Your task is to transcribe the entries below exactly, beginning with the line containing "Task: Where can the red" and ending with the final line, and to add nothing else.

▶ **TASK MATERIAL**
= = = = =

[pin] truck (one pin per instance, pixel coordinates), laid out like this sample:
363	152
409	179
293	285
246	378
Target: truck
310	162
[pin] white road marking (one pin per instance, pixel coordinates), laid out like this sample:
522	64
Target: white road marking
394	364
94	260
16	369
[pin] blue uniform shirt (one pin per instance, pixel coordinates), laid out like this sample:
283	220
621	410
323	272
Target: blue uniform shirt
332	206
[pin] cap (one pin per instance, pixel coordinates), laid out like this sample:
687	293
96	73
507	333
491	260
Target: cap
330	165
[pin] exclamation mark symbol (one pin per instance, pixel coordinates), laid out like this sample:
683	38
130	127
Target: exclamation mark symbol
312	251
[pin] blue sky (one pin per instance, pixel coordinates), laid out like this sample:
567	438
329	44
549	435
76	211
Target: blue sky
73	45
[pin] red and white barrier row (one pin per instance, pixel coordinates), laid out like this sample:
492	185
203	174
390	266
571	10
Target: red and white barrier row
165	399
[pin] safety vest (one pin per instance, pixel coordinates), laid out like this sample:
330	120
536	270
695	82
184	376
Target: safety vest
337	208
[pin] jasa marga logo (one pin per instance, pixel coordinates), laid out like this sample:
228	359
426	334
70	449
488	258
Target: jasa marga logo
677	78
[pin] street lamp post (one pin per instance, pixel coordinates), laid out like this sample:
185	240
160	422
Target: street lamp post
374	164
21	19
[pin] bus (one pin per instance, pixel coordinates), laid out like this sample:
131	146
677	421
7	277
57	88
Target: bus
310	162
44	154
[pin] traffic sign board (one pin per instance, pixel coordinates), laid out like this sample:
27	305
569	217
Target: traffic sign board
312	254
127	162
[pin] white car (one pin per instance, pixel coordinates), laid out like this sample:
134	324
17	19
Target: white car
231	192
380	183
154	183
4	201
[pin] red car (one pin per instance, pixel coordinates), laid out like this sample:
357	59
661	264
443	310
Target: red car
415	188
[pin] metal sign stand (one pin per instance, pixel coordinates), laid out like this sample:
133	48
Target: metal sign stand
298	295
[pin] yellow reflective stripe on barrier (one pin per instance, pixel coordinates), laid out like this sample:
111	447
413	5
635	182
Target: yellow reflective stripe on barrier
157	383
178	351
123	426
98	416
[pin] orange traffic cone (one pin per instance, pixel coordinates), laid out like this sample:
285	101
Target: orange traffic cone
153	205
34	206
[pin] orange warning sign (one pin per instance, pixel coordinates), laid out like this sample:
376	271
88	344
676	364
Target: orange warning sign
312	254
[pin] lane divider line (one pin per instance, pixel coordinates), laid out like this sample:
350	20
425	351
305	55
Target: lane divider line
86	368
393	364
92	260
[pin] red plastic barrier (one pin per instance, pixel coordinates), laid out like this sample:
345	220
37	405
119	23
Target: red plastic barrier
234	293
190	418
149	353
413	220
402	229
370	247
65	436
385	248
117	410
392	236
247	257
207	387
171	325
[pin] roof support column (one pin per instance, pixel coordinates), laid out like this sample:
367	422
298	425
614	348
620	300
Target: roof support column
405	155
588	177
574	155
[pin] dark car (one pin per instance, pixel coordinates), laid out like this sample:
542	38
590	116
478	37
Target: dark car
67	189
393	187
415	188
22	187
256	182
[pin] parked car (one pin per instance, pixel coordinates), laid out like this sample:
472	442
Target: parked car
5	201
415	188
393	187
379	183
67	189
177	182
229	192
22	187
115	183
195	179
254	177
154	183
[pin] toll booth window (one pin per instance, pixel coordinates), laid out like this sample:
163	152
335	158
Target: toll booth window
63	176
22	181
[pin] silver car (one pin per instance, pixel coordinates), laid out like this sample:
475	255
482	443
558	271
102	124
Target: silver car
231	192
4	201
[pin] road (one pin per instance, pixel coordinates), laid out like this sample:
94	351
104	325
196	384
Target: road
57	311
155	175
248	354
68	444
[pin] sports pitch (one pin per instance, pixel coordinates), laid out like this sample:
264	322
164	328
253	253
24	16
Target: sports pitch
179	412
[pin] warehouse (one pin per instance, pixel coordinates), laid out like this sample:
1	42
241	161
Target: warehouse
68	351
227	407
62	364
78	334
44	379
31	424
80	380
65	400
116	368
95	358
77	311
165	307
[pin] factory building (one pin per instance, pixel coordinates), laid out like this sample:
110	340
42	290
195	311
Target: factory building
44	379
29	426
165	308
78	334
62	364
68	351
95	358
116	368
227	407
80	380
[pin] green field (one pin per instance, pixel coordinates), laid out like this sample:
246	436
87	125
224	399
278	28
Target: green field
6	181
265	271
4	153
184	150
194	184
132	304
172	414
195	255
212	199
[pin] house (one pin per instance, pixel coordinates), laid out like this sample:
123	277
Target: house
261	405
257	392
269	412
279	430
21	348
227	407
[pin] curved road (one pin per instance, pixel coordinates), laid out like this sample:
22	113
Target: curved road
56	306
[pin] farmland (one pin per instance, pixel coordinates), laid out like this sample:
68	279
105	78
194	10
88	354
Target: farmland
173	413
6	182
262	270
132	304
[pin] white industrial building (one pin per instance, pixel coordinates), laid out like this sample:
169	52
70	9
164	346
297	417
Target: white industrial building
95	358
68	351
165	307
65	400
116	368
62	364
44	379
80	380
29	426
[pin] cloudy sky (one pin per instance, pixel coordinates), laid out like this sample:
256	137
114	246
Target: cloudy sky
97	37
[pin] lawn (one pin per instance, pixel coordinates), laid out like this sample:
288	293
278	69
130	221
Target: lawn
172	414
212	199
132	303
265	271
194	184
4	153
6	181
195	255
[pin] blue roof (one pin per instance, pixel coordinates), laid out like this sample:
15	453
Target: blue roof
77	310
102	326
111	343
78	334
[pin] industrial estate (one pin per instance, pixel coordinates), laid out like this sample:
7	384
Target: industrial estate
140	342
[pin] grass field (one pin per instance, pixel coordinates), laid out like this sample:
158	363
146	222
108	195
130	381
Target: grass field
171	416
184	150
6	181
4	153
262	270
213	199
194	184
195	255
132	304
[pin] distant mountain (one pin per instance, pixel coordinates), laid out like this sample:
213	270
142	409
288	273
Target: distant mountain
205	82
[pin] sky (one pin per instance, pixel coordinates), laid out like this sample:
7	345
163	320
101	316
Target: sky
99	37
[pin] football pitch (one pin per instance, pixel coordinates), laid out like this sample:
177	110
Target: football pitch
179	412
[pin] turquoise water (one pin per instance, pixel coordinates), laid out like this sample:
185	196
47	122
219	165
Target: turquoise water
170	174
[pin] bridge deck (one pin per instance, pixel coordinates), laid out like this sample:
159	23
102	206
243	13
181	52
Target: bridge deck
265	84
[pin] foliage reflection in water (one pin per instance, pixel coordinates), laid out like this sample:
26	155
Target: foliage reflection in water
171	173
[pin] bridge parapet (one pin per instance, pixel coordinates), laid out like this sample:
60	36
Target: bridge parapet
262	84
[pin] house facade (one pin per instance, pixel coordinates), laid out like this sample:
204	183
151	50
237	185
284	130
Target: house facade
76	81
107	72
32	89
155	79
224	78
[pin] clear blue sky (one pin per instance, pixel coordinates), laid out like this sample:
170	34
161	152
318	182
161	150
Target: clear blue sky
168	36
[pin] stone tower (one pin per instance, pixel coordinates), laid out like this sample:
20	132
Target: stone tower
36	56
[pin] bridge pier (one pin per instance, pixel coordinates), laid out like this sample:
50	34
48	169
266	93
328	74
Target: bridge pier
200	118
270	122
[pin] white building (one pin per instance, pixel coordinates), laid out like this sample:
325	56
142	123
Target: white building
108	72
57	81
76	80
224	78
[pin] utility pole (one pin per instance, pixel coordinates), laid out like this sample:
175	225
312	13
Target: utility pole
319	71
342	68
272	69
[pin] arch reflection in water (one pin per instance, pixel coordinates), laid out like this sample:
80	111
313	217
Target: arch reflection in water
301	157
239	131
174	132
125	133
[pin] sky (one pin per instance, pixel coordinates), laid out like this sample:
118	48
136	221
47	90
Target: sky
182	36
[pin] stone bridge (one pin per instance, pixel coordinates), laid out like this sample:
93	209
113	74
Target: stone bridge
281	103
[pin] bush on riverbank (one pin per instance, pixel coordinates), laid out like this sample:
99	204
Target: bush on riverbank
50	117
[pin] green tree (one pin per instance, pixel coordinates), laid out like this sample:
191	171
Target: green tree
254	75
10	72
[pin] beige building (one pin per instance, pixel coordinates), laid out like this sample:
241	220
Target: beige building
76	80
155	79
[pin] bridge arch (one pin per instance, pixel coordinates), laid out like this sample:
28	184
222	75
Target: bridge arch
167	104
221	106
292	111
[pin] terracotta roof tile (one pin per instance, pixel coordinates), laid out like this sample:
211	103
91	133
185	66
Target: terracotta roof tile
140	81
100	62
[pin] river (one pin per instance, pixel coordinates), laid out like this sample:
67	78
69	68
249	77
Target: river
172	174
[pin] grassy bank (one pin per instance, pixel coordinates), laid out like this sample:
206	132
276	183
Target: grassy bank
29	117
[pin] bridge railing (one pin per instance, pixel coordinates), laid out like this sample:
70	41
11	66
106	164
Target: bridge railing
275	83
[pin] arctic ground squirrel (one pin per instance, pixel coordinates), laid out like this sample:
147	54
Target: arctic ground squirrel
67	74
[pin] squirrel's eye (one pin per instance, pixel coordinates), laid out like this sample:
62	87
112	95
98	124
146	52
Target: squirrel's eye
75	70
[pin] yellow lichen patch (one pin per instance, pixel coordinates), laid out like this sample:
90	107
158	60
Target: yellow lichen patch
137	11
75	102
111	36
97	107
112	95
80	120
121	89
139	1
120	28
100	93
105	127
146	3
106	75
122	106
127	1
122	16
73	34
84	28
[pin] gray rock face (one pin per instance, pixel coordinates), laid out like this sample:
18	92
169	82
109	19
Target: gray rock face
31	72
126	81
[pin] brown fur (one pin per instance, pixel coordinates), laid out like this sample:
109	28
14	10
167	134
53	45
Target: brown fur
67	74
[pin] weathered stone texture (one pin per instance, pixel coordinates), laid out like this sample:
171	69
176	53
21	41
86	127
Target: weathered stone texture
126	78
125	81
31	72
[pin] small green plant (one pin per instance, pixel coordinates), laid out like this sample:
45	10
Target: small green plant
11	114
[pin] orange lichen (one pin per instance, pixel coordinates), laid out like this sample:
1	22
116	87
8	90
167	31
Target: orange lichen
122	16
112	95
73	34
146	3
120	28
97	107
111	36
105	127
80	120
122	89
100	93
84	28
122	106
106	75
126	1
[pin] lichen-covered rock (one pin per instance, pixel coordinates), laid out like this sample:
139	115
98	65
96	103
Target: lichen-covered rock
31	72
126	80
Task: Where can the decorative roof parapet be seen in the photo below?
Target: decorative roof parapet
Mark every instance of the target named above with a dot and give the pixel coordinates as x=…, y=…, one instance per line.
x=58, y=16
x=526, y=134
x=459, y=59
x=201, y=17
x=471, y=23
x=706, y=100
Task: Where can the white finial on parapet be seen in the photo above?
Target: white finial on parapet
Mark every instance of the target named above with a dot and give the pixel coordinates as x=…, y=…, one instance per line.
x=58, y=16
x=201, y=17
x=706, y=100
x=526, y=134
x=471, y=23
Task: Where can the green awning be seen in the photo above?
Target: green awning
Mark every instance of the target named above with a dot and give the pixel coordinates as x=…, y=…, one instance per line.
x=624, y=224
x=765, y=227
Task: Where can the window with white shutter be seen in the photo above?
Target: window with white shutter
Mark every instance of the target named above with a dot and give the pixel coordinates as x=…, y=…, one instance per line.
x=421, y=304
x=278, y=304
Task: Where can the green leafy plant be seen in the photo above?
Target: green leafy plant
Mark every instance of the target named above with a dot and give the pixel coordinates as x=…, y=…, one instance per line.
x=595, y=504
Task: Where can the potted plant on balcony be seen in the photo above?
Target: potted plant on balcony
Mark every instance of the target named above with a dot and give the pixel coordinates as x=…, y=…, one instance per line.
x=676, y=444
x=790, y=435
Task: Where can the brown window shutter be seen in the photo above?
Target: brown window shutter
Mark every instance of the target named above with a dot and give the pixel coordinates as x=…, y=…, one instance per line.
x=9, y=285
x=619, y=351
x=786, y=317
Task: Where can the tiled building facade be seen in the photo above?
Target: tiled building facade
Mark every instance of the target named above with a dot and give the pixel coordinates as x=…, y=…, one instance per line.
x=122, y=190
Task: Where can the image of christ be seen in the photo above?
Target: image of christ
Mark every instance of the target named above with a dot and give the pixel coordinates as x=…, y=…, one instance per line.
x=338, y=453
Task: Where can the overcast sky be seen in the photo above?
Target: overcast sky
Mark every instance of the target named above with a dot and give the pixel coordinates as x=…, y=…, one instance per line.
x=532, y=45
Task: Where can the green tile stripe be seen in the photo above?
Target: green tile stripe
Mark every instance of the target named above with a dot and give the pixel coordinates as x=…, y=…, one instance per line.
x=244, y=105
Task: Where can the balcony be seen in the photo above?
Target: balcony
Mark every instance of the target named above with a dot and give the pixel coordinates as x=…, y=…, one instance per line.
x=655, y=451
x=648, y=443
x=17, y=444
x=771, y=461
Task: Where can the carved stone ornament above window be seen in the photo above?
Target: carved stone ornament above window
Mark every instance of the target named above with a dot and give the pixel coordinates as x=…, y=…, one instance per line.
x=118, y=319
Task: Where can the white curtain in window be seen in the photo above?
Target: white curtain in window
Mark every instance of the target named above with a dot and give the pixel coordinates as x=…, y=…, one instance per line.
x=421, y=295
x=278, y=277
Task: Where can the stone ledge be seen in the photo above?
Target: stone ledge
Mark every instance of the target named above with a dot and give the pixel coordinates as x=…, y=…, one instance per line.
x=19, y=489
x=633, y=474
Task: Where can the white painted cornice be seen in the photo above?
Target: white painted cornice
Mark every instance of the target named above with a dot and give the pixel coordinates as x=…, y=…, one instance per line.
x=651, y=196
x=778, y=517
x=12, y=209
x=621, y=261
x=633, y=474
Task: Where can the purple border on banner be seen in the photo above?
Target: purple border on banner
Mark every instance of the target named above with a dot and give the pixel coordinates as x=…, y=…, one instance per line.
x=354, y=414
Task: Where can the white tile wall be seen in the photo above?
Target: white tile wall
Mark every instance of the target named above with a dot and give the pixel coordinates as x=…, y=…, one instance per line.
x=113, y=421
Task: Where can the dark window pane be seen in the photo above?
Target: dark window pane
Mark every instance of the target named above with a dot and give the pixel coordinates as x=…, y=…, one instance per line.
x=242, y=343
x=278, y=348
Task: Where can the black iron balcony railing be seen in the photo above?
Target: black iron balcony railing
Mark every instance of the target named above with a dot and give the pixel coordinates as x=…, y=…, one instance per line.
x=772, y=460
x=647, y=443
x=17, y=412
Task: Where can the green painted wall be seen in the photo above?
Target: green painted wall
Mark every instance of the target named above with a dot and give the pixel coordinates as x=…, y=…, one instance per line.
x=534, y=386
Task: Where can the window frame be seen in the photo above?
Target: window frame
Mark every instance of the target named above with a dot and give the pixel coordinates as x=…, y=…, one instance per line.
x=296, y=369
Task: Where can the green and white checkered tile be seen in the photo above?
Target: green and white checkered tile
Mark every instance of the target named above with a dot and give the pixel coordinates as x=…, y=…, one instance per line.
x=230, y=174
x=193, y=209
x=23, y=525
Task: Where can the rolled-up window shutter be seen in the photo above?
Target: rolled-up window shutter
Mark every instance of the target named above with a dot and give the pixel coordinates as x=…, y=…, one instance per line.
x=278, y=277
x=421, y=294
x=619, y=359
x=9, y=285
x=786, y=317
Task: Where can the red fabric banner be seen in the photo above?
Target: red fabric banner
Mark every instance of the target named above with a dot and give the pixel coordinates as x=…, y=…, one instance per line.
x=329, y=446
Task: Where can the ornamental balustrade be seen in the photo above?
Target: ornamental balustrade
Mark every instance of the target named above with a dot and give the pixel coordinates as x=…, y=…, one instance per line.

= = = = =

▶ **CORRECT RESPONSE**
Task: Where can the red fabric banner be seen in the photo above?
Target: red fabric banner
Mark every instance of the target named above with a dot and give the pixel coordinates as x=…, y=…, one instance per line.
x=329, y=446
Task: Where can the ornamental balustrade be seen in the photo above?
Target: ornamental balustrade
Mark every instance of the target named above with a dot and give the pixel coordinates as x=…, y=…, one instance per line.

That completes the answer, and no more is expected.